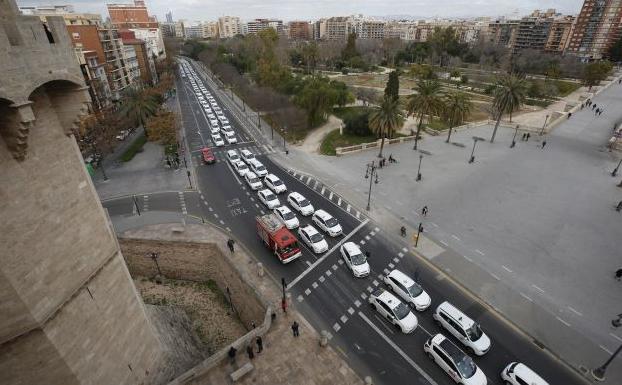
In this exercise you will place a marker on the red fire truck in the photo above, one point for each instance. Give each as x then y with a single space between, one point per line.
277 238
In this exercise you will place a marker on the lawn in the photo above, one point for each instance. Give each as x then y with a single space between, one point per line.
135 148
332 140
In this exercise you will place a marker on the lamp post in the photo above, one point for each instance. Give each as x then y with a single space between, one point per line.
615 170
514 138
372 170
544 125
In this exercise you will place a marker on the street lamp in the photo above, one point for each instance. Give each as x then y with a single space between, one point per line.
544 125
372 170
615 170
514 138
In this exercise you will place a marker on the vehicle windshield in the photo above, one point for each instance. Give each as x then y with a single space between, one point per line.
358 259
466 367
474 332
401 311
415 290
317 237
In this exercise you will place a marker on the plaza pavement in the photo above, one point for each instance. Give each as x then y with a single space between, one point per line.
531 231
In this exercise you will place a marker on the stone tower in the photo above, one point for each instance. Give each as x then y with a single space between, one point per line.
69 312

Requirement =
Give the stretch from the record containing "In this exercise you will place a marker on the street" through the end of the records as a two-column CSV with the header instruction,answer. Write one row per record, with its instruction and its answer each in a single quoted field and line breaks replaced by spaces.

Reply to the exercise =
instruction,answer
"In this exercise you will place a marker on the street lamp in the photo above, one point for each instance. Give each as x then y with a single space between, one point per line.","544 125 372 170 615 170 514 138"
"In this exercise you will place a marker on the vehicle windshield in the photo above, one point for each instance. Give each as x then y with a single space between, one point per line.","358 259 466 367 474 332 401 311 415 290 317 237"
"In this exercise you will place a marker on the plaza pavement in the photo above, one point for each instance. Give each as x then y with a single space between, one point per line.","531 231"
"In this exercise you will place a marker on the stone tower in the photo above, one point for each instance. Give each as x then y with a single space between, one point per line.","69 312"